WHAT TO DO -
Reproduce verbatim the rows below, beginning with the line that contains "Indicate the man's arm" and continuing through the final line of the rows, both included.

-- START MATERIAL PROVIDED --

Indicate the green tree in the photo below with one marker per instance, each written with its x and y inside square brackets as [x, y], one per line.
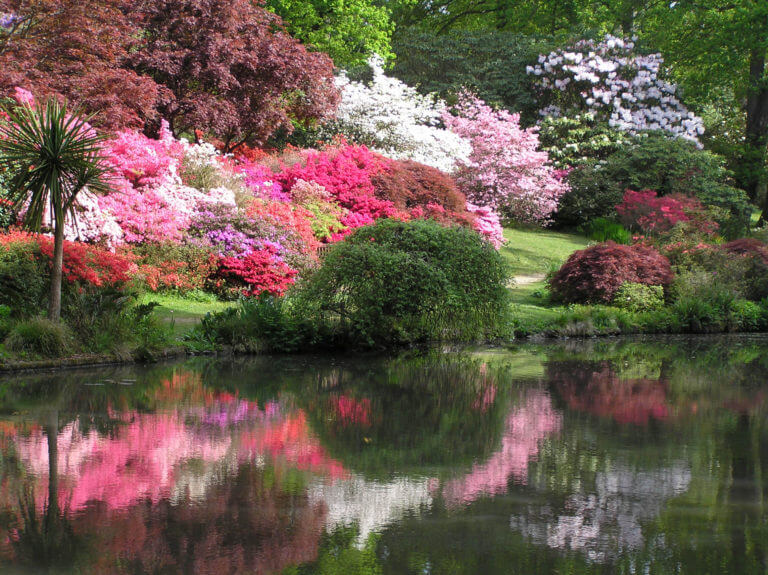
[51, 155]
[349, 31]
[721, 47]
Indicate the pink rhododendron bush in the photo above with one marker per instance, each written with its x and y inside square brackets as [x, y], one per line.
[252, 223]
[505, 171]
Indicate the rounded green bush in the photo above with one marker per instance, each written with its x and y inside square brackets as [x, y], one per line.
[39, 336]
[408, 281]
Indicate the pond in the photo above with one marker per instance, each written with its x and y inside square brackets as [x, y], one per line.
[618, 456]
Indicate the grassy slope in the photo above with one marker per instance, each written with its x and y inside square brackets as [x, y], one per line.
[534, 252]
[184, 313]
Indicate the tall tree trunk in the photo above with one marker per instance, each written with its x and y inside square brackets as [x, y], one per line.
[756, 134]
[54, 303]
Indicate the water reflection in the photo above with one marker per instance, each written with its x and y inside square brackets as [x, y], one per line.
[606, 458]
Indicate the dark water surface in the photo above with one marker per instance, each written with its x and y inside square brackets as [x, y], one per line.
[601, 457]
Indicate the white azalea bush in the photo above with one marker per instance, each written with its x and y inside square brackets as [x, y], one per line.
[617, 85]
[394, 120]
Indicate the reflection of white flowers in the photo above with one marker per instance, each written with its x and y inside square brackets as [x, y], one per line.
[611, 81]
[393, 119]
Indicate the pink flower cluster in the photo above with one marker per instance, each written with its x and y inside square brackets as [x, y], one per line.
[505, 170]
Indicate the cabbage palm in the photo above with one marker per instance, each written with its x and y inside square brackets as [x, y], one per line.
[51, 155]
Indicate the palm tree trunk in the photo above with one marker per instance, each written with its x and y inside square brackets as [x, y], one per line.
[54, 304]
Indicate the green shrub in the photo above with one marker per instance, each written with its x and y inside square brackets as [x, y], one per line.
[593, 195]
[23, 279]
[39, 336]
[665, 165]
[265, 324]
[6, 211]
[396, 282]
[392, 283]
[637, 297]
[603, 230]
[5, 320]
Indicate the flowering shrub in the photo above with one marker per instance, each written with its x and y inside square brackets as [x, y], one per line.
[261, 181]
[408, 184]
[575, 140]
[346, 173]
[83, 263]
[150, 202]
[611, 81]
[647, 212]
[505, 170]
[326, 214]
[171, 266]
[261, 271]
[595, 274]
[395, 120]
[6, 205]
[488, 224]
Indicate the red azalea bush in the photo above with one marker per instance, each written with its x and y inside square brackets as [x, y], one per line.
[261, 271]
[346, 172]
[593, 275]
[171, 266]
[408, 184]
[83, 263]
[649, 213]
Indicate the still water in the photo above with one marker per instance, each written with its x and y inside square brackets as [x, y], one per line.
[601, 457]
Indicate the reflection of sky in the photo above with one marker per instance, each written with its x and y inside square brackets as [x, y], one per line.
[609, 519]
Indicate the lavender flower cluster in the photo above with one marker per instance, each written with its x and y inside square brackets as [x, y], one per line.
[610, 80]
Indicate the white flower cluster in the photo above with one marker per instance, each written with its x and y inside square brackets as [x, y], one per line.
[608, 79]
[393, 119]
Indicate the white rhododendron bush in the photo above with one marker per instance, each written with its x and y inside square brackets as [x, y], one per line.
[393, 119]
[618, 85]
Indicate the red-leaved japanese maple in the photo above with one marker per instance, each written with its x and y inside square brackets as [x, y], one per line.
[231, 68]
[76, 50]
[593, 275]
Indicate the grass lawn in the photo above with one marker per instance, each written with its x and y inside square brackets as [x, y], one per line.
[185, 313]
[532, 253]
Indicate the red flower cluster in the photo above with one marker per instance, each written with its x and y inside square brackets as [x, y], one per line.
[649, 213]
[82, 262]
[177, 275]
[261, 271]
[595, 274]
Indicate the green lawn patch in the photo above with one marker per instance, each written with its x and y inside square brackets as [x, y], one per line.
[184, 311]
[536, 251]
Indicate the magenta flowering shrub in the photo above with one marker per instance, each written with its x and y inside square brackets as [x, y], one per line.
[261, 181]
[611, 81]
[488, 224]
[150, 202]
[346, 172]
[506, 171]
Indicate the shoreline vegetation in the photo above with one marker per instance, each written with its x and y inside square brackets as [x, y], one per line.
[528, 253]
[353, 208]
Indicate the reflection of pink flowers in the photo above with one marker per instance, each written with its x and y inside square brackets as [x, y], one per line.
[139, 463]
[526, 426]
[350, 411]
[290, 440]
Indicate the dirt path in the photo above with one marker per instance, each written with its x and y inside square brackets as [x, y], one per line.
[518, 281]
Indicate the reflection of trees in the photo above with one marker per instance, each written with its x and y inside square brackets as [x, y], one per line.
[414, 415]
[594, 387]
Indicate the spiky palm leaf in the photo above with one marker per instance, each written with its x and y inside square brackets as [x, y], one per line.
[51, 154]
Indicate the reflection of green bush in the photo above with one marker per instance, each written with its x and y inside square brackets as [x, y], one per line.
[424, 414]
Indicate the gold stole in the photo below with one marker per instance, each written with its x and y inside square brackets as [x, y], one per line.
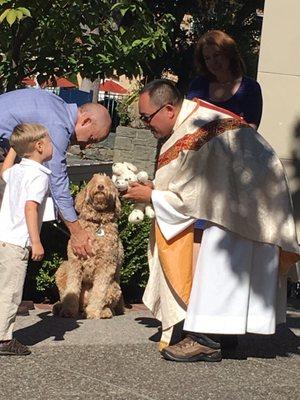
[176, 259]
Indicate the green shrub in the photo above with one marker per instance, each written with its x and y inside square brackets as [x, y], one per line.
[45, 278]
[135, 269]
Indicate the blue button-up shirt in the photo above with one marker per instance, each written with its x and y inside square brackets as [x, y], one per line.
[42, 107]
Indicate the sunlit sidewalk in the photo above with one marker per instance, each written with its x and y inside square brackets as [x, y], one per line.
[118, 359]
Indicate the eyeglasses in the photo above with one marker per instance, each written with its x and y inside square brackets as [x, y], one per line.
[147, 118]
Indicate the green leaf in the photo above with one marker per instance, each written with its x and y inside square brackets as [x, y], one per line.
[11, 17]
[4, 14]
[25, 11]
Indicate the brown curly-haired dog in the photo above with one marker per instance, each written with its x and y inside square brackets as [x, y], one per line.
[91, 287]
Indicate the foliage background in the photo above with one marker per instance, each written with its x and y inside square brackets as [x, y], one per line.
[40, 282]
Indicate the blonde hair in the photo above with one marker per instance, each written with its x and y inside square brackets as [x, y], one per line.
[227, 45]
[24, 137]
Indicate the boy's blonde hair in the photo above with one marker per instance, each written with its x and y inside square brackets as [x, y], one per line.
[25, 136]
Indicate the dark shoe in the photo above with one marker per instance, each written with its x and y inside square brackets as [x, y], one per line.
[13, 348]
[189, 350]
[229, 342]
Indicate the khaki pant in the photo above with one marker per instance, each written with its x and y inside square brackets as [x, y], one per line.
[13, 266]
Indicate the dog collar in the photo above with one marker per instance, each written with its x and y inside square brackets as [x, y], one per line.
[100, 232]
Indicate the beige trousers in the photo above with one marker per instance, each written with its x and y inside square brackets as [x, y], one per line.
[13, 266]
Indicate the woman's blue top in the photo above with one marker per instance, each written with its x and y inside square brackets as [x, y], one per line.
[246, 102]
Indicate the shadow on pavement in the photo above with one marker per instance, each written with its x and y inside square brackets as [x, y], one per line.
[48, 326]
[151, 323]
[282, 344]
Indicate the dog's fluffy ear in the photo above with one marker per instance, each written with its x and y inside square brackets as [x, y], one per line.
[118, 208]
[80, 199]
[115, 203]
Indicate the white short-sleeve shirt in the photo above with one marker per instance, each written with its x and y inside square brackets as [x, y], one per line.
[26, 181]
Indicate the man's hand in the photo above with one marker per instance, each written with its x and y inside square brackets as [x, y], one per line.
[139, 193]
[81, 243]
[37, 251]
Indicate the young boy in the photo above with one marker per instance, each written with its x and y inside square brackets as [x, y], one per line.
[27, 184]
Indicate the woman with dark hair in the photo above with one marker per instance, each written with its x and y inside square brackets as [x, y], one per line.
[222, 81]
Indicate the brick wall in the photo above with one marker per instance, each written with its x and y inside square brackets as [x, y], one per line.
[134, 145]
[137, 146]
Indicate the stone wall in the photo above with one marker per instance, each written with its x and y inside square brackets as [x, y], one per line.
[134, 145]
[137, 146]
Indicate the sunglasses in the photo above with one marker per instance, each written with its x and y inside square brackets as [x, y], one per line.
[147, 118]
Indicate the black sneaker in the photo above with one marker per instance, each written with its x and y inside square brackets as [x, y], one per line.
[13, 348]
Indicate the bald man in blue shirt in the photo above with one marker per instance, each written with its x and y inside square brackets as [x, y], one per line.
[66, 123]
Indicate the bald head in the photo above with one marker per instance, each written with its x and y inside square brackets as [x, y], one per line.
[93, 124]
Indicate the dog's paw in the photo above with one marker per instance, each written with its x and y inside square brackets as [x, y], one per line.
[66, 312]
[92, 313]
[106, 313]
[56, 309]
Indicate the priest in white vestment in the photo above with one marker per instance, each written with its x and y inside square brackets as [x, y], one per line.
[217, 173]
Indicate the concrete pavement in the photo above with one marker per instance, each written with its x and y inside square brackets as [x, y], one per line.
[118, 359]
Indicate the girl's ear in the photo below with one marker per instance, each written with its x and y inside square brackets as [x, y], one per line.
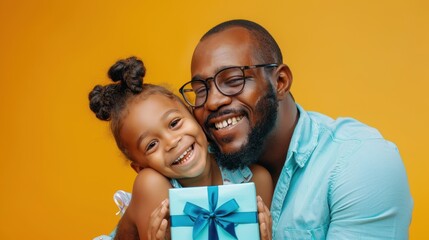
[136, 167]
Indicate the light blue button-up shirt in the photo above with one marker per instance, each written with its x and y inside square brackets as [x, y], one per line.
[341, 180]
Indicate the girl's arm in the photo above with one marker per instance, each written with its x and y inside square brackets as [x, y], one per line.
[149, 190]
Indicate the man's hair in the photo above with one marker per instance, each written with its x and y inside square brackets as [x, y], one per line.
[267, 51]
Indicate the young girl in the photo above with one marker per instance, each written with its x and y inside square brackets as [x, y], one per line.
[166, 147]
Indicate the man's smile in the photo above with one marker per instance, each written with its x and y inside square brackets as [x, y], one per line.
[228, 122]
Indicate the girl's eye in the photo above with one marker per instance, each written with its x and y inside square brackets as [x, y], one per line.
[175, 122]
[151, 145]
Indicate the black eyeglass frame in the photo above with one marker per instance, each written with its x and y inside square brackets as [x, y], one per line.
[207, 87]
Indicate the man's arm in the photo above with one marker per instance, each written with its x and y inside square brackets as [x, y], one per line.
[369, 195]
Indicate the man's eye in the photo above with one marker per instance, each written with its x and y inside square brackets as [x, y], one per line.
[234, 81]
[175, 122]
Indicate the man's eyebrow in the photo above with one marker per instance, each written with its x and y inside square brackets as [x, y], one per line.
[163, 117]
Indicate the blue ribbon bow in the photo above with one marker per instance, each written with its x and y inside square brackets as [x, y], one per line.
[223, 216]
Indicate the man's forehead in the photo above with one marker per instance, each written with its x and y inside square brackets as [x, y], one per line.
[231, 47]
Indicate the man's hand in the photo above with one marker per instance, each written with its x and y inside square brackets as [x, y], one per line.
[265, 220]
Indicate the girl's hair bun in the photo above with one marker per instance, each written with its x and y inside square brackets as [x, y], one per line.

-- END MATERIAL PROVIDED --

RESULT BELOW -
Indicate the man's arm in the photo above with one marker per instance, each written with its x and y inside square brackets as [x, y], one per line.
[369, 195]
Indicate the man's eye in the photo above with one marker per instance, each written with its x and y inside square brackets as [x, y], one per line.
[234, 81]
[175, 122]
Indicate the man's eyebrow in the photo above with one marker per instance, each written with its x and y inside square brackets as [x, y], one per line.
[163, 117]
Indicate the blue ribbon bow in the photo above with one marker per instance, each written with its x and y inside square brackets as [x, y], one per line.
[223, 216]
Indicate the man's forehead in the photo above with one marker per instance, each written with its x and y inside square brackets as [x, y], one per line.
[231, 47]
Indicate the man's hand in the photo above with one marker per instance, each written with its x and y inside square brackets as [x, y], one per line.
[265, 220]
Indicate the girl's hair bun in the photo above with one marker per instance, each written with its x and y inside square brackets as [x, y], one per line.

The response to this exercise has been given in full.